◆ **Trecho do texto**:
※
No chiste atualizado, o venezuelano chega perto de Deus e indaga: por que o Senhor tem sido tão injusto com a Humanidade? O subsolo do nosso país contém uma das maiores reservas do mundo em petróleo. Temos um herói que dá brilho à nossa história, o timoneiro Simon Bolívar, hoje mera estampa atrás da cadeira de Nicolas Maduro. Padecemos grandes neces­sidades: a fome, a miséria, a emigração de três milhões de pessoas, uma inflação de 2,5 milhões por cento ao ano.

Deus disse: tenho procurado ser justo. Vejam o Japão. É uma tripinha de terra com tufões, mas um gigante tecnológico. Olhe os Estados Unidos, a maior potência mundial, porém atormentada por ciclones que devastam regiões. E o frio que, este ano, em algumas regiões chegou a menos 50º C., matando gente? Passeie pelos encantos e da Índia e contemple as belas paisagens africanas, mas fuja da miséria daquelas paragens. Há nessas regiões muita pobreza.
※
◆ **Dados brutos**:
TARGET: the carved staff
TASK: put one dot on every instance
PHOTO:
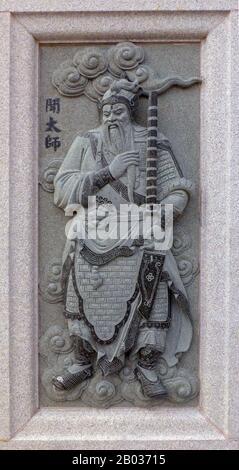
(152, 262)
(152, 151)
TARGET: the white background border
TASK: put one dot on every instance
(215, 423)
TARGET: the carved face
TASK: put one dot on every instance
(115, 114)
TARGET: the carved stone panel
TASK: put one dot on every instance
(118, 321)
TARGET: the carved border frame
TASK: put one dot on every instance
(215, 423)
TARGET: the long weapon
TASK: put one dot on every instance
(152, 261)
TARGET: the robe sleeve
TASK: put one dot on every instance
(78, 177)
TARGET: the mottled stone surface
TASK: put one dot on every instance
(215, 423)
(179, 120)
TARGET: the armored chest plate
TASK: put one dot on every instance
(106, 291)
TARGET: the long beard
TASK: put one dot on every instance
(119, 139)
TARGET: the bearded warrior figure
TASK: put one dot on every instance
(124, 301)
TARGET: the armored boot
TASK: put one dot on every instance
(145, 371)
(79, 371)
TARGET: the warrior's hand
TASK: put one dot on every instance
(121, 162)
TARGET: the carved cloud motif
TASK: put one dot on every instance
(92, 72)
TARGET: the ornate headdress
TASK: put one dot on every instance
(122, 91)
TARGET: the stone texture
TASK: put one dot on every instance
(219, 346)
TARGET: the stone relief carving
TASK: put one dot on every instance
(125, 304)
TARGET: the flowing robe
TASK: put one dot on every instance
(81, 174)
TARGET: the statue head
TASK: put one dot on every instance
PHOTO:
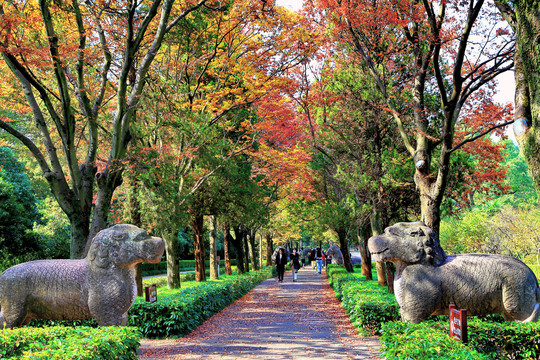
※
◆ **Proposta da atividade**: Reproduza na íntegra o trecho do texto sobre o chiste do venezuelano que interpela Deus, mantendo cada palavra e sinal de pontuação.

◆ **Resposta correta**:
No chiste atualizado, o venezuelano chega perto de Deus e indaga: por que o Senhor tem sido tão injusto com a Humanidade? O subsolo do nosso país contém uma das maiores reservas do mundo em petróleo. Temos um herói que dá brilho à nossa história, o timoneiro Simon Bolívar, hoje mera estampa atrás da cadeira de Nicolas Maduro. Padecemos grandes neces­sidades: a fome, a miséria, a emigração de três milhões de pessoas, uma inflação de 2,5 milhões por cento ao ano.

Deus disse: tenho procurado ser justo. Vejam o Japão. É uma tripinha de terra com tufões, mas um gigante tecnológico. Olhe os Estados Unidos, a maior potência mundial, porém atormentada por ciclones que devastam regiões. E o frio que, este ano, em algumas regiões chegou a menos 50º C., matando gente? Passeie pelos encantos e da Índia e contemple as belas paisagens africanas, mas fuja da miséria daquelas paragens. Há nessas regiões muita pobreza.